— Yazılı Talep a —
Kayıtların tüm satırlarını, boş satırları atlayarak "Sıra" ve "Satır" sütunlarından oluşan bir Markdown tablosuna dönüştürün. Resimleri tabloya almayın.

— Verilen Metin —

B. Bölge Adliye Mahkemesinin Kabulü
Bölge Adliye Mahkemesince, toplanan deliller karar yerinde incelenip sanığın suçunun sübutunun kabulünde, oluşa ve soruşturma sonuçlarına uygun şekilde suç vasfının tayininde, cezanın belirlenmesinde, cezayı artırıcı ve azaltıcı sebeplerin nitelik ve derecesinin takdirinde, savunmasının inandırıcı gerekçelerle reddedilmesinde ve incelenen dosyaya göre belirtilen düzeltilen kısım dışında verilen hükümde bir isabetsizlik bulunmadığından sanık müdafiinin istinaf başvurusunun 5271 sayılı Kanun’un 280 inci maddesinin birinci fıkrasının (a) bendi uyarınca esastan reddine karar verilmiştir.

— Yazılı Talep b —
Metinde Bölge Adliye Mahkemesinin isabetsizlik bulunmadığını belirttiği bütün hususları sıralayın.

— Girdi Malzemesi —
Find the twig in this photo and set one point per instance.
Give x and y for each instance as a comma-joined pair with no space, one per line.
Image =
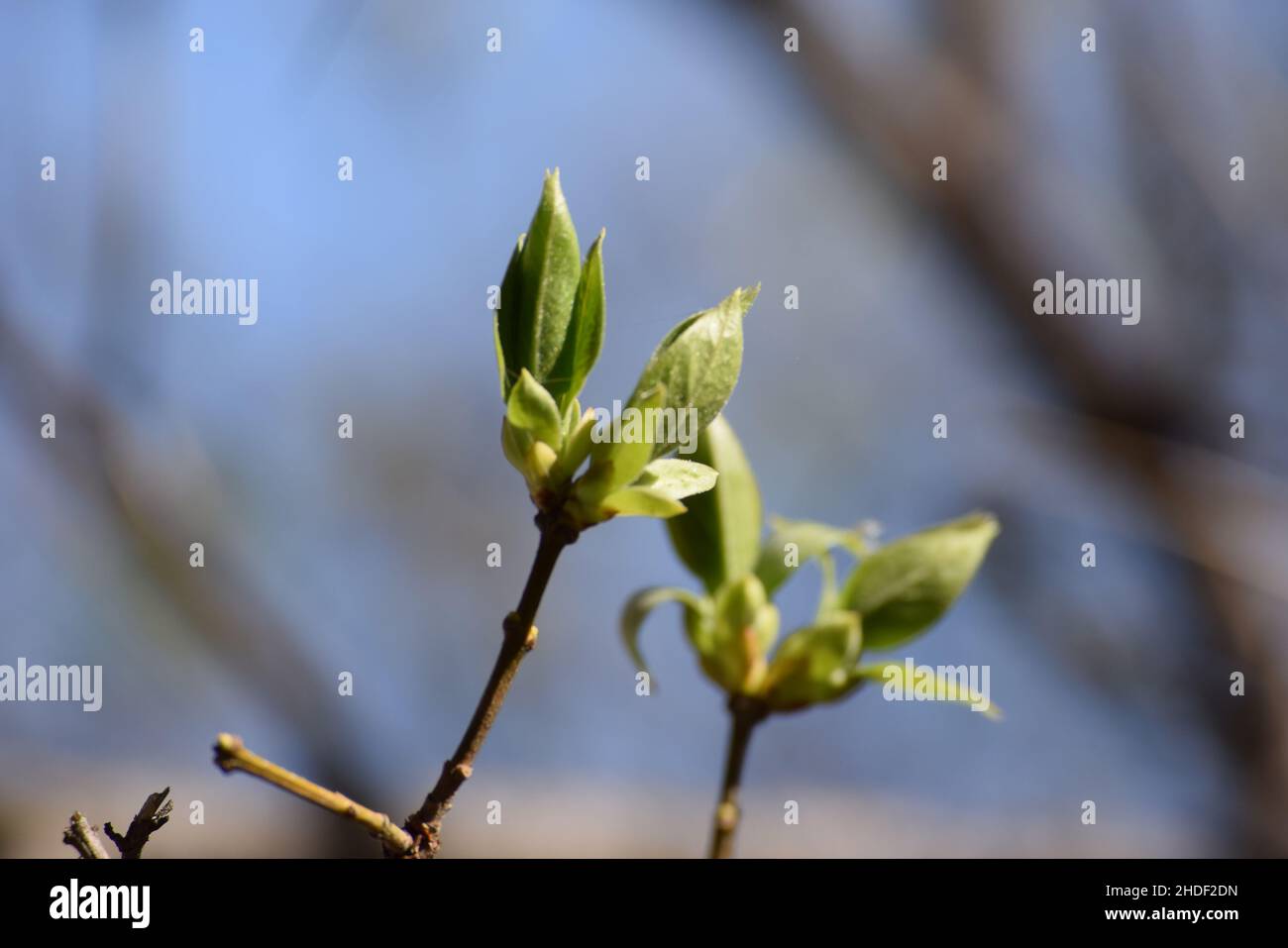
231,755
745,715
151,817
520,636
81,837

— Yazılı Yanıt a —
| Sıra | Satır |
|---|---|
| 1 | Find the twig in this photo and set one point per instance. |
| 2 | Give x and y for each instance as a comma-joined pair with no space, one per line. |
| 3 | Image = |
| 4 | 231,755 |
| 5 | 745,715 |
| 6 | 151,817 |
| 7 | 520,636 |
| 8 | 81,837 |

— Yazılı Yanıt b —
- Sanığın suçunun sübutunun kabulü
- Suç vasfının oluşa ve soruşturma sonuçlarına uygun şekilde tayini
- Cezanın belirlenmesi
- Cezayı artırıcı ve azaltıcı sebeplerin nitelik ve derecesinin takdiri
- Savunmanın inandırıcı gerekçelerle reddedilmesi
- Düzeltilen kısım dışında verilen hüküm